→ **Excerpt**:

═══

Yeah, well, I mean, certainly by current standards, but even when they launched, their fees were high and they can charge what, like 1%, something like that for the privilege of investing your money. And when you're charging 1% of $677 billion, that's a lot of money, which is one of the reasons why David Booth can afford to have the University of Chicago Business School named after himself. And is one of the reasons why...

you know, friendly Ken and Jean are also extraordinarily wealthy. Yes, it's worked out well for them. As Jean always jokes, a lot of people have used my ideas to make money. And this is the only person who offered to pay me for it. That's a joke that I've seen a couple times when people ask him about this. And dimensional, I should say, like always is presented and presents itself as like extremely academic. We just go where the research goes. And like, we work really hard for this like kind of

truly almost like university level, academic level integrity towards the numbers and where the numbers tell us to go. And that's something that they have videos on their website where Ken is explaining exactly that. And I think they've been this kind of

enormous player in this space for a while and only started getting, I think, a couple, like there have been more competitors popping up in recent years. And values had a bit of a hard time in recent years, too, which has kind of created a complicated backdrop for this particular research article. Doesn't your heart just bleed for the $677 billion fund management behemoth?

═══

→ **Information shown**:
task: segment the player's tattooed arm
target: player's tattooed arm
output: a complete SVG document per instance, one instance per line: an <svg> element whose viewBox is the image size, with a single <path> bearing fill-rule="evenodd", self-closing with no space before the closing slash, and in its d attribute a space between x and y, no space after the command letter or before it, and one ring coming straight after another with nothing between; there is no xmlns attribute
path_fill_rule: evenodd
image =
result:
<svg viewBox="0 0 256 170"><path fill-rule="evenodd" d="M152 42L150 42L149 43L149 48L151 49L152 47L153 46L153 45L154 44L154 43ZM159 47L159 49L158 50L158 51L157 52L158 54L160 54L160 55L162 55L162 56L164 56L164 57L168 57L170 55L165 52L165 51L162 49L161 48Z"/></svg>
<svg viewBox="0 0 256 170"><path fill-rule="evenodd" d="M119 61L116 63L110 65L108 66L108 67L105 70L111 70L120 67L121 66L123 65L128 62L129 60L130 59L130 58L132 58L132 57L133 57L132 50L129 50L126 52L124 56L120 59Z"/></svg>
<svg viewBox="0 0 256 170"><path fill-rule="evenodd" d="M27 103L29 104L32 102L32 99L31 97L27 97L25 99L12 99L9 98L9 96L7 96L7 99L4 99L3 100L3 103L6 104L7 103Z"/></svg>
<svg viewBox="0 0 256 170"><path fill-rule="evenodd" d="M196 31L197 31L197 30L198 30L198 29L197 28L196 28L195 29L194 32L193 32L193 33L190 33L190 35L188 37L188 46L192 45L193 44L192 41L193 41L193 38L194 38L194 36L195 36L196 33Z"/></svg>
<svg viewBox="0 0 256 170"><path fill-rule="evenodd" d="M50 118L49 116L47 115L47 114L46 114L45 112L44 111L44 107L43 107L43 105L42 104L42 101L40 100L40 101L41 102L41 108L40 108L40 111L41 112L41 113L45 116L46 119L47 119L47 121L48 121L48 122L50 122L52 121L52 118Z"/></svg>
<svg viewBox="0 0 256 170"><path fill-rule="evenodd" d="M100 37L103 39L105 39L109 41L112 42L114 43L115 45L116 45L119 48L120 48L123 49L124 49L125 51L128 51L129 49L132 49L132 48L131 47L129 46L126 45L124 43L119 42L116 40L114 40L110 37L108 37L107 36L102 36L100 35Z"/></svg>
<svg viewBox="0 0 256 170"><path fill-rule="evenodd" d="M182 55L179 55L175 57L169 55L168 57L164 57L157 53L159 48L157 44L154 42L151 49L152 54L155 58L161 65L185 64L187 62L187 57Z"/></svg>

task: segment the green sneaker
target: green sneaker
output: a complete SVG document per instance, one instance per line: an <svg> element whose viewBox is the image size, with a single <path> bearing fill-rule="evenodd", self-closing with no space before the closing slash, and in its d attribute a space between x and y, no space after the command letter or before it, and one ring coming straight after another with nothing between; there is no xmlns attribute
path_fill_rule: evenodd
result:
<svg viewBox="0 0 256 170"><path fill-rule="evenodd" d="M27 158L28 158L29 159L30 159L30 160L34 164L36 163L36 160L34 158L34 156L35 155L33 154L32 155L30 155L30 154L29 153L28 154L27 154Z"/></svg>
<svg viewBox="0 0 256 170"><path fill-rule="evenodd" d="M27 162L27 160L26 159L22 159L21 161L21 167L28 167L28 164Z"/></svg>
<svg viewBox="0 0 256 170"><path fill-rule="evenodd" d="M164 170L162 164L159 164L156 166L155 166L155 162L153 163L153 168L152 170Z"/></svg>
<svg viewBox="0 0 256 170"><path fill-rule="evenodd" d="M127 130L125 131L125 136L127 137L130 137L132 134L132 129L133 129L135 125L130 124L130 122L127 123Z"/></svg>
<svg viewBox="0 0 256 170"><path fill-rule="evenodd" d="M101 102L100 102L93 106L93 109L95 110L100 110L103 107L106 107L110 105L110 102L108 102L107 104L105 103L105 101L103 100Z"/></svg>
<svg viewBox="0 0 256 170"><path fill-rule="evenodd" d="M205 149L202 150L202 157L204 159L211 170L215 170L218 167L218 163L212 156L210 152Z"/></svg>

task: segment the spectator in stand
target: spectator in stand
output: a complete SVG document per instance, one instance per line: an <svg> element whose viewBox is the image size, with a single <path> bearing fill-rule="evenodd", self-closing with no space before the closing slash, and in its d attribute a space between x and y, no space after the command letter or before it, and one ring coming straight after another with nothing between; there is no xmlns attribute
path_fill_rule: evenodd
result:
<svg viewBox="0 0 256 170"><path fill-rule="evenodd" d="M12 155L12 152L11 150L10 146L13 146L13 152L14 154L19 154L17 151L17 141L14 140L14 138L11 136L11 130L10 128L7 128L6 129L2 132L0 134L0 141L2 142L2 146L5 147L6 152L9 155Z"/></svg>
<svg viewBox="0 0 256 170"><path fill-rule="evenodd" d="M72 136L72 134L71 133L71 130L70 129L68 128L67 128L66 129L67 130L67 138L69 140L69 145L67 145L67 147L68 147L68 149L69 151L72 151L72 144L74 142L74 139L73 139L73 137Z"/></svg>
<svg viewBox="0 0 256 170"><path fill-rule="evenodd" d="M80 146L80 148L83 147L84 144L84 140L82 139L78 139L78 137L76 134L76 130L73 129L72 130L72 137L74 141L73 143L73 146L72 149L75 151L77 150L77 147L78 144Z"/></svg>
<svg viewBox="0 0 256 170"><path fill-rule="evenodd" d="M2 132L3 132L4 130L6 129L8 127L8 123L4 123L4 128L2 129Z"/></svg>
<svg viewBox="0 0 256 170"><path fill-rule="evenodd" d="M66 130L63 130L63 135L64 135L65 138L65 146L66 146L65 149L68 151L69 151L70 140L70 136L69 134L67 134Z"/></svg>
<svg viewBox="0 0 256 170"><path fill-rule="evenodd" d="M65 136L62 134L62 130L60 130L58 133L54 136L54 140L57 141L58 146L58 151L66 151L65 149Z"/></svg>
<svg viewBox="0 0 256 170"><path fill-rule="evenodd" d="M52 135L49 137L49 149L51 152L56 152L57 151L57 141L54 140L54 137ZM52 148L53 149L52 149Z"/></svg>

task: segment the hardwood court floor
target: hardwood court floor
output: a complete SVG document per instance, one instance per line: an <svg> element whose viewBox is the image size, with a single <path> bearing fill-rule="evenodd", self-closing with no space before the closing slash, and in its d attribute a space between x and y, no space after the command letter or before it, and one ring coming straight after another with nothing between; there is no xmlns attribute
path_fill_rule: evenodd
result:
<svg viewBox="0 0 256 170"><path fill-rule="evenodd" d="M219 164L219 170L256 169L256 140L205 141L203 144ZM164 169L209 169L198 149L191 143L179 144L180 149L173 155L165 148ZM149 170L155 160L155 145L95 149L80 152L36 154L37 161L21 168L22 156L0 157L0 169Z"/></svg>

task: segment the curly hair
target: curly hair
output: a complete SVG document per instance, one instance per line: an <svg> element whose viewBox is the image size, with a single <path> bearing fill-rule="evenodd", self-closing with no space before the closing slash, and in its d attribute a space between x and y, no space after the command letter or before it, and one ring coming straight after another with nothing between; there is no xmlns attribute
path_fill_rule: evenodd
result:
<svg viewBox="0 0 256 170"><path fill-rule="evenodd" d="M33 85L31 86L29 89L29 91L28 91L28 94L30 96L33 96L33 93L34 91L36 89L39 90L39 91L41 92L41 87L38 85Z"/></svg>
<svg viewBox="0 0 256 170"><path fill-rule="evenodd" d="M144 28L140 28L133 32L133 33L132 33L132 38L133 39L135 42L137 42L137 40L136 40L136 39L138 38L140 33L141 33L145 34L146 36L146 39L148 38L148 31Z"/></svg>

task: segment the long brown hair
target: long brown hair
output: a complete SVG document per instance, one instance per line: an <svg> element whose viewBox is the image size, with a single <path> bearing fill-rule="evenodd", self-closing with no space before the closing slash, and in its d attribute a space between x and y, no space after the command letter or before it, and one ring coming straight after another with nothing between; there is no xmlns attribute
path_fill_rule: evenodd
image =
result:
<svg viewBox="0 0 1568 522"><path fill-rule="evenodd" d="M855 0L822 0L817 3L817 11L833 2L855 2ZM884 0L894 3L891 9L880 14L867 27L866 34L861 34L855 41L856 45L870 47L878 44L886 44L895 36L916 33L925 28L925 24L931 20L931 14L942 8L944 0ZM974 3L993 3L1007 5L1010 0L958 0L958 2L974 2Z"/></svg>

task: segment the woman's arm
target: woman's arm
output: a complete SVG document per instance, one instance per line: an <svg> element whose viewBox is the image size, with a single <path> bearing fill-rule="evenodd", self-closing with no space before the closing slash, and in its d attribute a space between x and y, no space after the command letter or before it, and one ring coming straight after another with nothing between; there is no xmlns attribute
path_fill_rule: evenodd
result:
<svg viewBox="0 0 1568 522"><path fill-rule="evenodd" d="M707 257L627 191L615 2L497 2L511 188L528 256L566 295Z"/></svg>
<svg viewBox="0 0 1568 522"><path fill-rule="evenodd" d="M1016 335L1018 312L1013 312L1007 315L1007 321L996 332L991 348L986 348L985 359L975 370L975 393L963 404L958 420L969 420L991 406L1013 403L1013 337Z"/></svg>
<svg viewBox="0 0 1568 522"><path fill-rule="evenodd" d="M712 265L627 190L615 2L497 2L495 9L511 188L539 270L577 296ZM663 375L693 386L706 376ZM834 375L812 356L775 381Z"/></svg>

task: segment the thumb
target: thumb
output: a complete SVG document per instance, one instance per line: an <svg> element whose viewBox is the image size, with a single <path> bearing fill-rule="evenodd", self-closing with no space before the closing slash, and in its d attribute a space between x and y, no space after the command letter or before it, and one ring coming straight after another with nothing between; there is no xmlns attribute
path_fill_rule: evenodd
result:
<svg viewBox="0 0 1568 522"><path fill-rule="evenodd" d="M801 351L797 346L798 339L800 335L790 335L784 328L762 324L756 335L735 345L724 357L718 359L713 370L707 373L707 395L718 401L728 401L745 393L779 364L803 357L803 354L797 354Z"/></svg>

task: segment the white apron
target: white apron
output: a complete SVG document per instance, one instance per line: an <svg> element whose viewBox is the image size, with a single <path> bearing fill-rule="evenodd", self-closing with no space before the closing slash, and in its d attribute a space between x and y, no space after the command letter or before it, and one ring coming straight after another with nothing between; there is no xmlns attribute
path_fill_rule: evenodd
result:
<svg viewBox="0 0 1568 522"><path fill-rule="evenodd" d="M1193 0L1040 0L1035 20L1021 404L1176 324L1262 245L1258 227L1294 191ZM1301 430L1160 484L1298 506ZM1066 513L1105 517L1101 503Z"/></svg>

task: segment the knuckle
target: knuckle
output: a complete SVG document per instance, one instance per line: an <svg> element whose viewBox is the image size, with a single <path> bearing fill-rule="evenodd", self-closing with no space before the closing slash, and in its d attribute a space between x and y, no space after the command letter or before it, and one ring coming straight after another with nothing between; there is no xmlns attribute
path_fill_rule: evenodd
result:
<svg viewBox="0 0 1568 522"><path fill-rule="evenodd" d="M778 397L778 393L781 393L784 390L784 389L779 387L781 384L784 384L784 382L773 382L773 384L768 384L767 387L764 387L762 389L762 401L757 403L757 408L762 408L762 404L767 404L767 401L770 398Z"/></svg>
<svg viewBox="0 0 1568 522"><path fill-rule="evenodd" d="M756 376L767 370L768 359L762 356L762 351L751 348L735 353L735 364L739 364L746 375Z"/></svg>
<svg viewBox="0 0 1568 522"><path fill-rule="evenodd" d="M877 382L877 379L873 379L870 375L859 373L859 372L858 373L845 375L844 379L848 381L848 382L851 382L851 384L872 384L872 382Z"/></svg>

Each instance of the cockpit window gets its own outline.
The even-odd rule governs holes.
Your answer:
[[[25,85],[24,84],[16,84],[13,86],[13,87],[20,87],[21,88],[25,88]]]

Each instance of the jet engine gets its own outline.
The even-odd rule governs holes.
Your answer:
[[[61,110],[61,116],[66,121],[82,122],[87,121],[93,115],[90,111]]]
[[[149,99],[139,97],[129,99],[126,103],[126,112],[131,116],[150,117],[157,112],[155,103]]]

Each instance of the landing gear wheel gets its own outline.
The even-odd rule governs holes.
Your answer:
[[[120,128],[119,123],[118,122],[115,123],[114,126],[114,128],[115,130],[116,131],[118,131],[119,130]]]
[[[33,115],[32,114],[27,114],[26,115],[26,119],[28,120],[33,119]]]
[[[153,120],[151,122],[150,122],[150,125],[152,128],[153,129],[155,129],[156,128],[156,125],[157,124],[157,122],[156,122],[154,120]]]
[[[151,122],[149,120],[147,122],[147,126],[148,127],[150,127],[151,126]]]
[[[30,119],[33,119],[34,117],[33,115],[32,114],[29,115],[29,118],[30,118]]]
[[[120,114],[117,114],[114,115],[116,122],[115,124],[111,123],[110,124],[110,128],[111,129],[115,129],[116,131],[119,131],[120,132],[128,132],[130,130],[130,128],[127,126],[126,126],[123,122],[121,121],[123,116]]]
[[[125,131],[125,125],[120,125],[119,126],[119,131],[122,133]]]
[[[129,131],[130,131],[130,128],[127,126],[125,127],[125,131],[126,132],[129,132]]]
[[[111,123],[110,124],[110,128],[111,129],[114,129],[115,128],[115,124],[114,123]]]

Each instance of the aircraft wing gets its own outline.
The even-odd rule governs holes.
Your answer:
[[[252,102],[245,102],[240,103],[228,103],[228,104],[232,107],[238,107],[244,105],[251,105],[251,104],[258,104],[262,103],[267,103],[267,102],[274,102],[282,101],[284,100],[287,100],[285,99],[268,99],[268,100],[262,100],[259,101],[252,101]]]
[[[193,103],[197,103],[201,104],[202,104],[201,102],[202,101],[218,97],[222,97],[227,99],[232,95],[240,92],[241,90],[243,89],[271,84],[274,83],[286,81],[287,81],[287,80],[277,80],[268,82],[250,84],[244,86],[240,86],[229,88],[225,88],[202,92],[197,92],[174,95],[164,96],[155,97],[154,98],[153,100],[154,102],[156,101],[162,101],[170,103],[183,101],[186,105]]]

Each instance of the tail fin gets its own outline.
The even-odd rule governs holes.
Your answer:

═══

→ **Work to complete**: Check each statement against the transcript excerpt about Dimensional and answer yes or no, quoting the words of the excerpt that settle it. 1. The fees mentioned are around 1% for investing people's money. 2. David Booth can afford to have Harvard's business school named after himself. 3. Dimensional presents itself as extremely academic.

→ **Output**:
1. Yes: "they can charge what, like 1%, something like that for the privilege of investing your money"
2. No: "David Booth can afford to have the University of Chicago Business School named after himself"
3. Yes: "dimensional, I should say, like always is presented and presents itself as like extremely academic"